## [WORK ORDER A]
In the article on solar power, what share of global electricity demand growth up to 2030 will renewables meet?
## [WORK ORDER B]
Return, word for word, the part of the article on solar power starting with "Out of the global" and going on through "in recent history.".

## [EXCERPT TO READ]
..........

Solar power is expected to be the new king of the electricity markets in the coming 10 years with an approximate 12% growth rate, a World Energy Outlook (WEO) 2020 report from the International Energy Agency revealed on Tuesday.
The WEO report found that renewables are set to grow rapidly in all of the four IEA's future energy scenarios in the report, with solar at the center of this new constellation of electricity generation technologies.
According to the report, solar photovoltaics (PV) are currently cheaper than new coal or gas-fired power plants in most countries with the support of policies and maturing technologies that enable cheap access to capital for renewables in leading markets.
Although oil demand is expected to fall on average by 8% and coal by 7% this year, solar power power capacity per year is estimated to expand by an average of 12% corresponding to 280 gigawatts of annual capacity additions.
Commenting on the solar energy sector growth, Fatih Birol, the IEA's executive director said, "I see solar becoming the new king of the world’s electricity markets. Based on today’s policy settings, it is on track to set new records for deployment every year after 2022."
"If governments and investors step up their clean energy efforts in line with our Sustainable Development Scenario, the growth of both solar and wind would be even more spectacular and hugely encouraging for overcoming the world’s climate challenge," he noted.
The WEO-2020 report shows that strong growth of renewables needs to be paired with robust investment in electricity grid systems as these will prove to be a weak link in the transformation of the power sector without enough investment.
Out of the global electricity demand that is set to grow by 20% up to 2030, renewables will meet 80% of this demand growth, the report said. It noted that hydropower remains the largest renewable source but solar is the main source of growth followed by onshore and offshore wind.
- Low economic growth is not low-emissions strategy
The report attributed the huge drop in global energy demand and investments due to the COVID-19 crisis, which has caused more disruption than any other event in recent history.

..........

## [DATA RECORDS]

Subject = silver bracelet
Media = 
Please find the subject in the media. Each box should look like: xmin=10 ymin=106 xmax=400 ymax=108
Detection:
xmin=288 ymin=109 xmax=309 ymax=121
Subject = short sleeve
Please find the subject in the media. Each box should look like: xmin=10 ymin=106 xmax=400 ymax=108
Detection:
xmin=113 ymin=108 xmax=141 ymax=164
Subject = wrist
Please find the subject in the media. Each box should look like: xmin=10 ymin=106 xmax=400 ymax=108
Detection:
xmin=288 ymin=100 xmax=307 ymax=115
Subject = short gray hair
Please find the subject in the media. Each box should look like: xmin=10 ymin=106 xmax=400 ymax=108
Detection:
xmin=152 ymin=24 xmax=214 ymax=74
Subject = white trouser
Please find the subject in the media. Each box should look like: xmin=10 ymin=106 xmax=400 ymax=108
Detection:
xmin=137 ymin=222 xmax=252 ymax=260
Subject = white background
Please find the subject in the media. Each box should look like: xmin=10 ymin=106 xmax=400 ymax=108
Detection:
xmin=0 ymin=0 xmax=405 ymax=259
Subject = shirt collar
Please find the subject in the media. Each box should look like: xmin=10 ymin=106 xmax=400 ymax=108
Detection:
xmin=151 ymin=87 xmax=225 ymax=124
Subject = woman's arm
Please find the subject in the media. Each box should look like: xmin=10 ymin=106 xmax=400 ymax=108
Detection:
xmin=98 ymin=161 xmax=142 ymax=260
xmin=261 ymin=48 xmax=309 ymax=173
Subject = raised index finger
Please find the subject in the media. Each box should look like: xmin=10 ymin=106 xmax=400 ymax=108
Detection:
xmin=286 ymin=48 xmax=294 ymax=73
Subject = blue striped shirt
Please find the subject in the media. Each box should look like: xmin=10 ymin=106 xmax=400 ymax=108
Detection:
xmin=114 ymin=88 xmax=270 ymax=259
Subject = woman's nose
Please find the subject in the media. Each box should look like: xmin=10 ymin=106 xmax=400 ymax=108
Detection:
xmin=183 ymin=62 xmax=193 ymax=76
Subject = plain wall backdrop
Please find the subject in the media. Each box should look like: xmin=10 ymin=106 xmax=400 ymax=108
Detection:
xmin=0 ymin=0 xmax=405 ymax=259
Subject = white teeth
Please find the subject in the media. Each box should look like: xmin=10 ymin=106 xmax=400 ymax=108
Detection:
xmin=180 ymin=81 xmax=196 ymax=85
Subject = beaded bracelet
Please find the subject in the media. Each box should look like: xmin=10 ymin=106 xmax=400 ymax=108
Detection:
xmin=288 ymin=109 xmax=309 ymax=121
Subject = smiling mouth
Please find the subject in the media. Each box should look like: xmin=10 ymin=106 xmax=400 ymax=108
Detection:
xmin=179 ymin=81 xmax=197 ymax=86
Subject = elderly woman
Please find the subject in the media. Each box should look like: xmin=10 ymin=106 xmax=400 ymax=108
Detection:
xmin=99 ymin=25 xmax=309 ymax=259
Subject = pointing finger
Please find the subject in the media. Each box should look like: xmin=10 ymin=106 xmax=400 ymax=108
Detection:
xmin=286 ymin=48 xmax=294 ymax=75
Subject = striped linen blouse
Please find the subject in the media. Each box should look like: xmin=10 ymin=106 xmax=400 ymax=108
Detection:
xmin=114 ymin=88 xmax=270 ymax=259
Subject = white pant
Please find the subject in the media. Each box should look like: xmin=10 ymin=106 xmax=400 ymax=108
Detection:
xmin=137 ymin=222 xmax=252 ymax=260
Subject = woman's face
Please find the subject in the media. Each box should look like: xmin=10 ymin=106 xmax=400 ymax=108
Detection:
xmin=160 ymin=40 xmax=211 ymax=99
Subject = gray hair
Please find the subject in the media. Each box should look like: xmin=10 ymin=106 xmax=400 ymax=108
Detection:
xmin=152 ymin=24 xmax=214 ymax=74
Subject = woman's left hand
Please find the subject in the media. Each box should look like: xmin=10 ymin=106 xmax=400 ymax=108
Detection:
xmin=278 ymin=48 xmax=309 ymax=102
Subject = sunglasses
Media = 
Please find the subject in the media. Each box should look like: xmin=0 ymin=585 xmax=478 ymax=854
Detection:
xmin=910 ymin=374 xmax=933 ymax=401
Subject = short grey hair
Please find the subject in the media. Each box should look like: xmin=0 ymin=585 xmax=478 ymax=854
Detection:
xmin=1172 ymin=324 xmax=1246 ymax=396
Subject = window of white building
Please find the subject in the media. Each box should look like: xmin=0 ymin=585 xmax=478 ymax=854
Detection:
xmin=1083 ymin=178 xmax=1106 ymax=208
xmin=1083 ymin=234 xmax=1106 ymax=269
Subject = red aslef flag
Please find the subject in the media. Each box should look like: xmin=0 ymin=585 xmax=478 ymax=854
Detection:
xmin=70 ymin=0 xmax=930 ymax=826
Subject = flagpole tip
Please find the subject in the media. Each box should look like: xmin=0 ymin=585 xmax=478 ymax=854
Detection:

..........

## [RESPONSE A]
80%

## [RESPONSE B]
Out of the global electricity demand that is set to grow by 20% up to 2030, renewables will meet 80% of this demand growth, the report said. It noted that hydropower remains the largest renewable source but solar is the main source of growth followed by onshore and offshore wind.
- Low economic growth is not low-emissions strategy
The report attributed the huge drop in global energy demand and investments due to the COVID-19 crisis, which has caused more disruption than any other event in recent history.